What you are asked to do: Print the stretch of the article on shopping and world change from "Can Shopping Change" through "air and water.", word for word.

Can Shopping Change the World?

mom with three kids in a shopping cart reading product labels in a grocery store

Anne Lappé once said:

“Every dollar we spend is a vote for how we want the world to be.”

And, to a great extent, this is true—especially when it comes to food, for example.

Were it not for consumer demand for unadulterated, whole, organic food, the Slow Food movement would not exist, and farmers who raise organic produce, pasture-raised meat and eggs, and whole, raw dairy would still be very few and very far between.

The market for organic and pasture-raised food grows exponentially every year, which means that more and more land is being tended sustainably and contributing to carbon sequestration and clean air and water.

And it means more small farmers are making a decent living than ever before. All of this goodness has been almost entirely driven by shoppers.


But, while I realize that my dollar has a lot of power, not for one minute do I think that the way I shop can really create the kind of systemic change the world needs.

Dataset excerpts:
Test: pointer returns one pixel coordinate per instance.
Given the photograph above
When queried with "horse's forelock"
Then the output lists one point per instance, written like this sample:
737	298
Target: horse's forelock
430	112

Problem solution:
Can Shopping Change the World?

mom with three kids in a shopping cart reading product labels in a grocery store

Anne Lappé once said:

“Every dollar we spend is a vote for how we want the world to be.”

And, to a great extent, this is true—especially when it comes to food, for example.

Were it not for consumer demand for unadulterated, whole, organic food, the Slow Food movement would not exist, and farmers who raise organic produce, pasture-raised meat and eggs, and whole, raw dairy would still be very few and very far between.

The market for organic and pasture-raised food grows exponentially every year, which means that more and more land is being tended sustainably and contributing to carbon sequestration and clean air and water.